■ **INSTRUCTIONS FOR THE TASK**: Pick out every line in the material below that contains the word "bathrobe", and copy each of those lines in full.

(Stored data)

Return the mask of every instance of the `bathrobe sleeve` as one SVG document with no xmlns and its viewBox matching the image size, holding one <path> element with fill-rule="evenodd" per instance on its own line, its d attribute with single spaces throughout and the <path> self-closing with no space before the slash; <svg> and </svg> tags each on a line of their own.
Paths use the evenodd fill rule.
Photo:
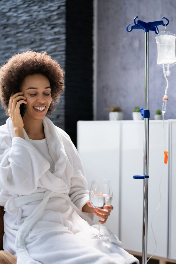
<svg viewBox="0 0 176 264">
<path fill-rule="evenodd" d="M 87 182 L 77 149 L 68 135 L 60 129 L 62 131 L 60 133 L 65 150 L 73 168 L 73 174 L 70 179 L 69 195 L 72 202 L 82 211 L 84 206 L 89 200 Z"/>
<path fill-rule="evenodd" d="M 18 195 L 30 194 L 50 167 L 32 144 L 18 137 L 12 141 L 6 125 L 0 126 L 1 189 Z"/>
</svg>

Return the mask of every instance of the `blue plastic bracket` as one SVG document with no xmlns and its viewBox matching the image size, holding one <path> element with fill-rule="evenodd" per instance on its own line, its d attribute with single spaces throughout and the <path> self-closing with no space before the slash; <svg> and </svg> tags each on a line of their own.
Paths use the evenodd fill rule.
<svg viewBox="0 0 176 264">
<path fill-rule="evenodd" d="M 126 31 L 128 32 L 131 32 L 133 29 L 143 29 L 145 32 L 149 32 L 150 31 L 154 31 L 156 34 L 158 34 L 159 31 L 157 26 L 162 25 L 163 26 L 167 26 L 169 23 L 169 20 L 165 17 L 163 16 L 162 18 L 165 18 L 167 21 L 167 22 L 164 23 L 163 20 L 159 20 L 158 21 L 153 21 L 152 22 L 144 22 L 142 20 L 138 19 L 137 22 L 136 19 L 138 17 L 137 16 L 134 19 L 134 25 L 131 26 L 131 29 L 128 29 L 128 28 L 132 23 L 130 23 L 126 28 Z"/>
<path fill-rule="evenodd" d="M 140 112 L 144 118 L 150 118 L 150 110 L 144 110 L 143 108 L 140 108 Z"/>
<path fill-rule="evenodd" d="M 140 175 L 134 175 L 134 176 L 133 176 L 133 179 L 148 179 L 149 176 L 147 175 L 142 175 L 142 176 L 140 176 Z"/>
</svg>

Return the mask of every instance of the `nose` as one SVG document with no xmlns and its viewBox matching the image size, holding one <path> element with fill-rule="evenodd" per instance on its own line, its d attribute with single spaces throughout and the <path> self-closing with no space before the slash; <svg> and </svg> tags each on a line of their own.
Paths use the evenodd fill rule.
<svg viewBox="0 0 176 264">
<path fill-rule="evenodd" d="M 38 103 L 44 103 L 46 102 L 45 96 L 41 94 L 39 94 L 37 99 L 37 101 Z"/>
</svg>

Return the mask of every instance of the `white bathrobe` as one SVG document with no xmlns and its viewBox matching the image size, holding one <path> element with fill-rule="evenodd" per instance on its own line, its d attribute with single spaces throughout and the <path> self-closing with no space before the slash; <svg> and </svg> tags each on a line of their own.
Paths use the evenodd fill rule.
<svg viewBox="0 0 176 264">
<path fill-rule="evenodd" d="M 77 151 L 64 131 L 46 117 L 43 122 L 53 173 L 24 129 L 25 139 L 13 137 L 10 117 L 0 126 L 4 249 L 17 264 L 138 263 L 104 226 L 109 241 L 90 238 L 98 226 L 82 211 L 89 192 Z"/>
</svg>

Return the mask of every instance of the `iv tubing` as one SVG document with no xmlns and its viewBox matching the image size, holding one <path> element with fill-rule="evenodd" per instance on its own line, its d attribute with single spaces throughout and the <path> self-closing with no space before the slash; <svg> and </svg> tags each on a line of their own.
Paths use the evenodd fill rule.
<svg viewBox="0 0 176 264">
<path fill-rule="evenodd" d="M 165 130 L 164 129 L 164 113 L 163 113 L 163 130 L 164 130 L 164 149 L 166 150 L 166 139 L 165 138 Z"/>
<path fill-rule="evenodd" d="M 159 208 L 159 207 L 160 207 L 160 204 L 161 204 L 161 180 L 162 180 L 162 179 L 163 178 L 163 175 L 164 174 L 164 173 L 163 173 L 164 171 L 164 169 L 165 169 L 165 164 L 164 164 L 164 167 L 163 168 L 163 172 L 162 172 L 162 174 L 161 175 L 161 178 L 160 179 L 160 184 L 159 185 L 159 192 L 160 193 L 160 202 L 159 203 L 159 204 L 158 204 L 158 207 L 157 207 L 156 209 L 156 211 L 155 211 L 155 212 L 154 213 L 154 214 L 153 215 L 153 217 L 152 217 L 152 219 L 151 223 L 151 227 L 152 228 L 152 233 L 153 233 L 153 237 L 154 238 L 154 239 L 155 240 L 155 251 L 153 253 L 153 254 L 152 254 L 152 255 L 151 256 L 150 256 L 149 258 L 148 258 L 148 260 L 145 263 L 145 264 L 146 264 L 148 262 L 148 260 L 150 259 L 151 258 L 152 258 L 152 257 L 153 256 L 153 255 L 154 255 L 154 254 L 156 252 L 156 251 L 157 249 L 157 243 L 156 243 L 156 238 L 155 237 L 155 234 L 154 234 L 154 232 L 153 231 L 153 220 L 154 217 L 155 217 L 155 216 L 156 213 L 157 211 L 158 210 L 158 208 Z"/>
<path fill-rule="evenodd" d="M 166 89 L 165 90 L 165 96 L 167 96 L 167 88 L 168 87 L 168 80 L 167 80 L 167 79 L 166 77 L 166 74 L 165 74 L 165 70 L 164 69 L 164 64 L 163 65 L 163 73 L 164 73 L 164 76 L 166 80 L 166 83 L 167 83 L 167 86 L 166 86 Z M 167 98 L 167 97 L 166 97 L 166 98 Z"/>
</svg>

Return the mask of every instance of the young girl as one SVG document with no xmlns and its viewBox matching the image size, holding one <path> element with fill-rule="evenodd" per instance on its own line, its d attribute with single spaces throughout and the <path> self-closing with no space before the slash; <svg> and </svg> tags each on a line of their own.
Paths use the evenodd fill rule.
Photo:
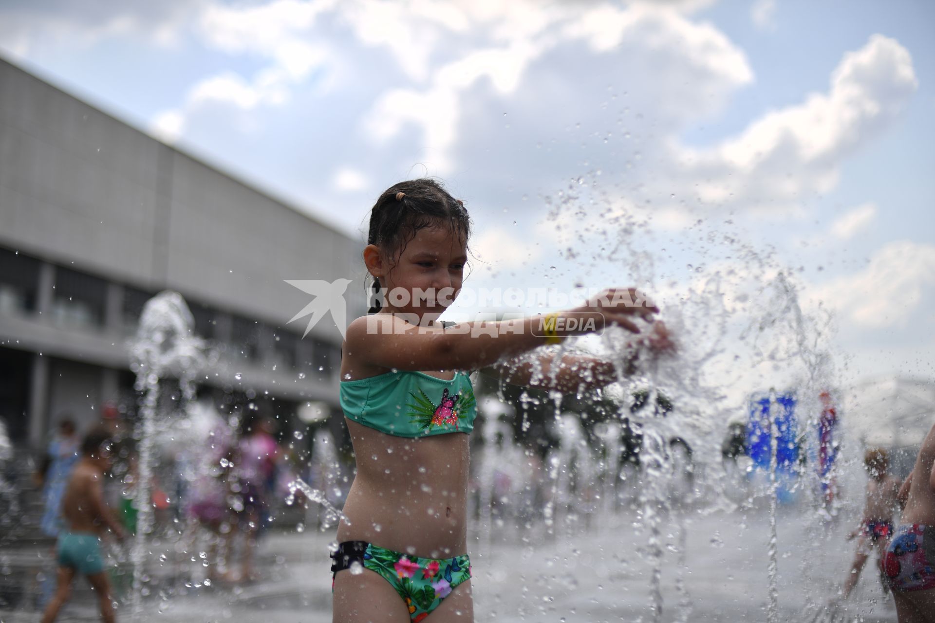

■ **RESPONSE**:
Return the mask of every instance of the `bathrobe sleeve` as one SVG document with no xmlns and its viewBox matching the image size, holding one <path> element with fill-rule="evenodd" per instance on its own line, its d attribute with single spaces throughout and the <path> self-closing with no space before the slash; <svg> and </svg> tags each on a line of their own.
Return the mask of every instance of the `white bathrobe` as one SVG document with no xmlns and its viewBox matching the image size, holding one <path> element with fill-rule="evenodd" per instance on its own line, its d attribute with single spaces throughout and the <path> self-closing with no space before the slash; <svg> and </svg> tags each on a line of their own.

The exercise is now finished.